» Aim:
Extract each line of the material below that contains the word "like".

» Records for the task:
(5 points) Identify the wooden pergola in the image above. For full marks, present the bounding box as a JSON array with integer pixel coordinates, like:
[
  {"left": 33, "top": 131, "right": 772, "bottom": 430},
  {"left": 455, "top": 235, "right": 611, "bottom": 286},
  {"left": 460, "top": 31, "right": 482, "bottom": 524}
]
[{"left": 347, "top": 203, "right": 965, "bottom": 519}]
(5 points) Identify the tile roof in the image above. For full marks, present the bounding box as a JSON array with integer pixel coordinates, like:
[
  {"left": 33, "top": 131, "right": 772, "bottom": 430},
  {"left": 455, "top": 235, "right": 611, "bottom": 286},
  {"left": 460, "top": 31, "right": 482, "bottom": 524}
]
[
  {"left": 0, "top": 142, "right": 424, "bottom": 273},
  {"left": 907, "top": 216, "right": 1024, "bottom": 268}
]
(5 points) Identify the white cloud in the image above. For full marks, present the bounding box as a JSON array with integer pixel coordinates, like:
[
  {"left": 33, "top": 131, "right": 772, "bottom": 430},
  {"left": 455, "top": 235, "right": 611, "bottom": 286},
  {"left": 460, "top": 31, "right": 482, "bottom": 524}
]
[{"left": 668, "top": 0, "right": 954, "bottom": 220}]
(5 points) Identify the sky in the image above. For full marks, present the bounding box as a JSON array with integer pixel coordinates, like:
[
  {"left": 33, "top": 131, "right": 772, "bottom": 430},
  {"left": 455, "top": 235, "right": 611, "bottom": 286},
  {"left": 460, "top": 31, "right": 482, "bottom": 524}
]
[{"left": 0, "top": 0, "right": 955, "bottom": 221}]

---

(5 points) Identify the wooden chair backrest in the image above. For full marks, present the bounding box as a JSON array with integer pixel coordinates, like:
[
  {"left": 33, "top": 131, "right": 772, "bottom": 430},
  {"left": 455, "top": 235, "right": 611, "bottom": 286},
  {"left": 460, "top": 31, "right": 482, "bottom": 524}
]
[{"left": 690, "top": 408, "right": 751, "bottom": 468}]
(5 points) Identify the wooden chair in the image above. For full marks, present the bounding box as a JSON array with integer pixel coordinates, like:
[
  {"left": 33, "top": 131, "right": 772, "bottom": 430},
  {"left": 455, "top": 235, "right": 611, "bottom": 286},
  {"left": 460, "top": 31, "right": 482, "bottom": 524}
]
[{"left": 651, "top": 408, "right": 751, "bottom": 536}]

» Final result:
(5 points) Identify the wooden pergola in the image above. For full marks, present the bounding box as a JSON array with integer pixel coordinates, like:
(5 points) Identify the tile roof in the image above. For full marks, present the bounding box as a JSON array with integer pixel coordinates, like:
(5 points) Identify the white cloud in the image above. For full marks, present the bounding box as a JSON array with integer pixel coordinates, like:
(5 points) Identify the sky in the image above. For full marks, present the bounding box as a JSON array with integer pixel coordinates, like:
(5 points) Identify the wooden chair backrest in the image above. For full marks, present the bounding box as a JSON array with integer pixel coordinates, like:
(5 points) Identify the wooden chair in the image above. For full marks, present the bounding box as a JSON array with integer pixel coordinates, like:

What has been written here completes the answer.